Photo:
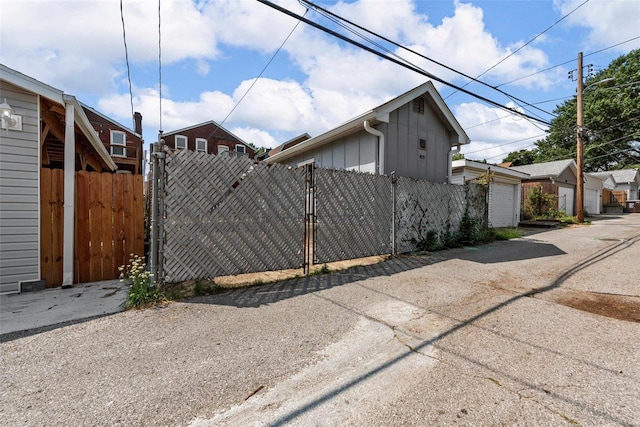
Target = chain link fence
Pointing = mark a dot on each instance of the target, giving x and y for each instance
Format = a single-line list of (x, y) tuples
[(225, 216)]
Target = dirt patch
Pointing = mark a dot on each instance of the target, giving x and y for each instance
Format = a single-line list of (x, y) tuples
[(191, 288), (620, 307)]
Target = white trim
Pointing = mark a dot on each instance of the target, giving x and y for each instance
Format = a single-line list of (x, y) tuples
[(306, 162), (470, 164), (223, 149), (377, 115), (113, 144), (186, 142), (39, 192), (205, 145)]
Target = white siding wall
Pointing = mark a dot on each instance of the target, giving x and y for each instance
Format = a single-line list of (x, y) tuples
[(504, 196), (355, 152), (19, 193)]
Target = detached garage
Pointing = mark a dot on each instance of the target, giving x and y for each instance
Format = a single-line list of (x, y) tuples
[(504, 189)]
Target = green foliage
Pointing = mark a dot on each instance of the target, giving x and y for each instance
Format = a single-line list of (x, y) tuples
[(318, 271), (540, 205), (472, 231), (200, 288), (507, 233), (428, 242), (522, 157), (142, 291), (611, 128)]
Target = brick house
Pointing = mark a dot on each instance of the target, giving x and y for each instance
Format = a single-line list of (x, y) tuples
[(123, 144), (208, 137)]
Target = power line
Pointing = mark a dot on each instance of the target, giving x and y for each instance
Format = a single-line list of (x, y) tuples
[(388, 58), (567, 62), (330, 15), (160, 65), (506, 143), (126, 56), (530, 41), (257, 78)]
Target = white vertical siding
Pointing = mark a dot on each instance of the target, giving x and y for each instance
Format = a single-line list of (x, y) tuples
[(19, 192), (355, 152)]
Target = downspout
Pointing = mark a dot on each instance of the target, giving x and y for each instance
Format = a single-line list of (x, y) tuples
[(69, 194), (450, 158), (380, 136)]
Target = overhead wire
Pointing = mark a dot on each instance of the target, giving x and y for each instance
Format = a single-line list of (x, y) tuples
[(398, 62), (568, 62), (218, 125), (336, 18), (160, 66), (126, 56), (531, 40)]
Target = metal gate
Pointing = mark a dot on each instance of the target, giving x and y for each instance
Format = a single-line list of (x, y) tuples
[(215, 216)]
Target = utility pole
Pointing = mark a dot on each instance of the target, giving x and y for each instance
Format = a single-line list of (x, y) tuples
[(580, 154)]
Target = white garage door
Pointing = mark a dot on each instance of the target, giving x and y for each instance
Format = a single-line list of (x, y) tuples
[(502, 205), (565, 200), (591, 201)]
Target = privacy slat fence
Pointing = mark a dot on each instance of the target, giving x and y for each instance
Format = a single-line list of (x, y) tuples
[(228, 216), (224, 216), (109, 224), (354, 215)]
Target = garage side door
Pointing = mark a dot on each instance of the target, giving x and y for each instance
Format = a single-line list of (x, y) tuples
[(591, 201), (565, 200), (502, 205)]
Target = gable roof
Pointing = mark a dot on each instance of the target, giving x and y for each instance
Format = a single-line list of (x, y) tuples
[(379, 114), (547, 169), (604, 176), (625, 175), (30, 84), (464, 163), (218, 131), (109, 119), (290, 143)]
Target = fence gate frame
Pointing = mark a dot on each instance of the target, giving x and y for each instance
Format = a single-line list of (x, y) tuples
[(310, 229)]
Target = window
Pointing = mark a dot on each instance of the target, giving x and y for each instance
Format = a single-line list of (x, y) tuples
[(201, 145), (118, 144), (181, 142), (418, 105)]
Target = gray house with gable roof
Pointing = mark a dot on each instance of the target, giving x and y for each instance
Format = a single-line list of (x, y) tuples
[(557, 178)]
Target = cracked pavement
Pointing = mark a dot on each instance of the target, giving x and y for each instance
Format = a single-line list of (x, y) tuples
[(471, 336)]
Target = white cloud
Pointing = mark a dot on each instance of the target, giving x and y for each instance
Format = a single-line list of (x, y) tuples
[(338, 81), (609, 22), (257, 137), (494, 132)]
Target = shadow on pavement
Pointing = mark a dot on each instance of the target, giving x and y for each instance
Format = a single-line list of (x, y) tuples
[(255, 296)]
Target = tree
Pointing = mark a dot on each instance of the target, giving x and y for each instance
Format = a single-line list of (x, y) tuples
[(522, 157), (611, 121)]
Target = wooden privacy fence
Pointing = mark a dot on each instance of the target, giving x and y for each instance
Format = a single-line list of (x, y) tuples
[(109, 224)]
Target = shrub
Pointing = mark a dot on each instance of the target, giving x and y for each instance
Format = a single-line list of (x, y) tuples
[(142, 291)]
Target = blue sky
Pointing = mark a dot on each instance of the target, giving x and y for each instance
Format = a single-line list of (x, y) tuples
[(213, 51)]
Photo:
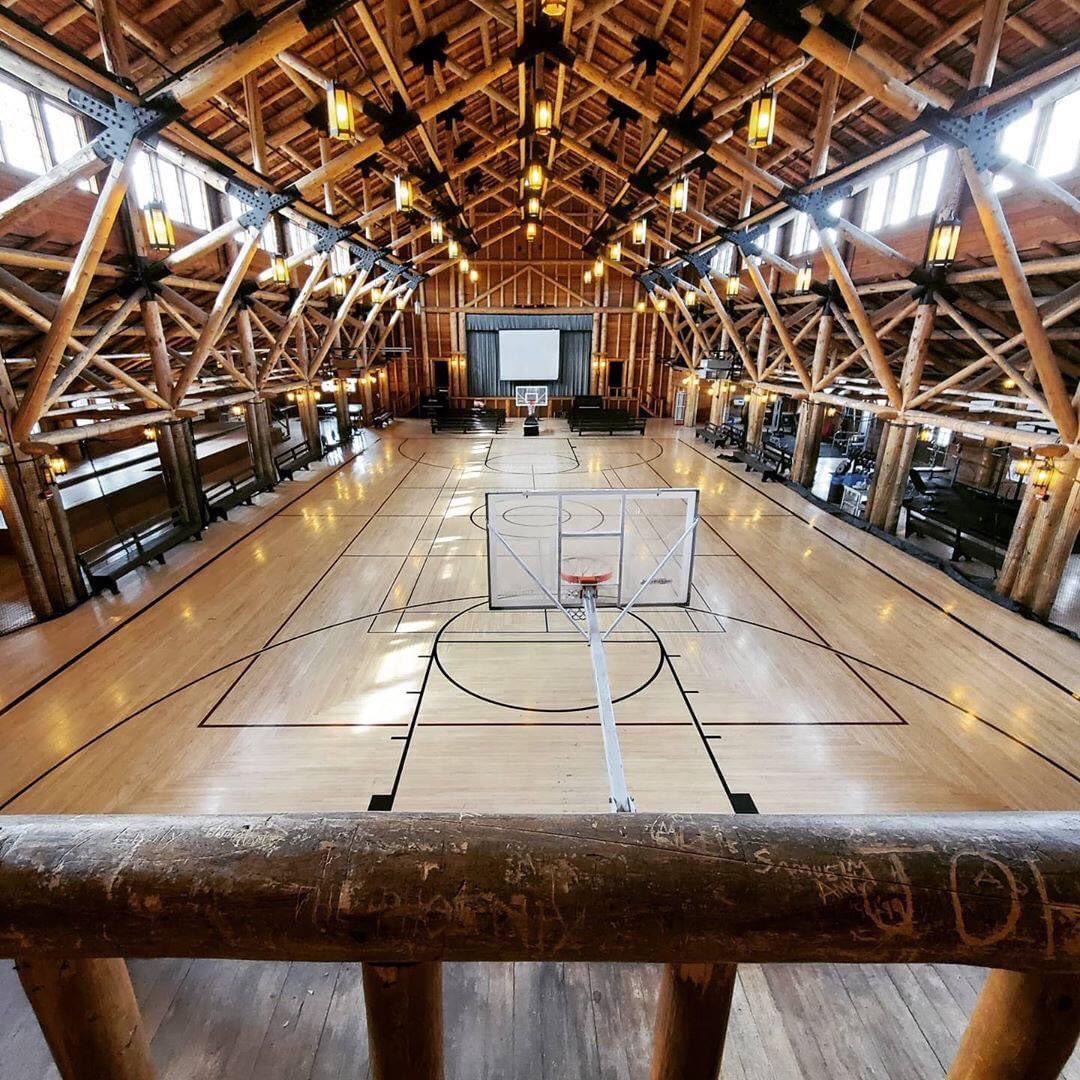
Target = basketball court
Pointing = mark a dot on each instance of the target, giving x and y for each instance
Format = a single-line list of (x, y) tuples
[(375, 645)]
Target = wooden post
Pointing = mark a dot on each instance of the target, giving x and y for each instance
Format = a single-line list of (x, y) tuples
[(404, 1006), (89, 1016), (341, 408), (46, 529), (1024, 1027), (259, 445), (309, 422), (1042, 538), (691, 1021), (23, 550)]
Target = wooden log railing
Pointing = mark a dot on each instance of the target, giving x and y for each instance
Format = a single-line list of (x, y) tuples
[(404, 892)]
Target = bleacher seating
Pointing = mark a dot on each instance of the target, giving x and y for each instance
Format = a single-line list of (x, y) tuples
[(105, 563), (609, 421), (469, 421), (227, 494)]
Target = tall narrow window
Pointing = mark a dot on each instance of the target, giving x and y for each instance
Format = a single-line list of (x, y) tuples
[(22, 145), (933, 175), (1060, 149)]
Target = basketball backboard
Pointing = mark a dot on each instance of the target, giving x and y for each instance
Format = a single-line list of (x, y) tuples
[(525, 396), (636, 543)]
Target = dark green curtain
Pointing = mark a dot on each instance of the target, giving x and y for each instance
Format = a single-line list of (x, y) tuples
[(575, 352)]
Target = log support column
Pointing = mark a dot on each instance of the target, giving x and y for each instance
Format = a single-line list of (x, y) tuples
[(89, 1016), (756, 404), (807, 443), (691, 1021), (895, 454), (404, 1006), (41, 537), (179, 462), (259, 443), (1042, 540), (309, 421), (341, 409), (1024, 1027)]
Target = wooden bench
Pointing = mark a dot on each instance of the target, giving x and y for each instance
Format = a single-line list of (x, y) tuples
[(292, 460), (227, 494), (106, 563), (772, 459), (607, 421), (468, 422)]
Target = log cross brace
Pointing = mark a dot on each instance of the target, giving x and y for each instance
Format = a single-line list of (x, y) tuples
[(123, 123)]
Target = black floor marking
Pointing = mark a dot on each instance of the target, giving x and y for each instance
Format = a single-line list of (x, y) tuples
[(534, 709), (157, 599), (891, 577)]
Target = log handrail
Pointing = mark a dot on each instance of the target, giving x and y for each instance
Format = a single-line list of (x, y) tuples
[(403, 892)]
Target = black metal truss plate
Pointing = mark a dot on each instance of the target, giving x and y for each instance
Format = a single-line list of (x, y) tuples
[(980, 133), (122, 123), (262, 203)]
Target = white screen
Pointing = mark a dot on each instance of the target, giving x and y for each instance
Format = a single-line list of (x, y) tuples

* * * * * * *

§ **What to do**
Of the lines above, copy each one that contains the word "green".

§ **Answer box**
Target = green foliage
Target = dark green curtain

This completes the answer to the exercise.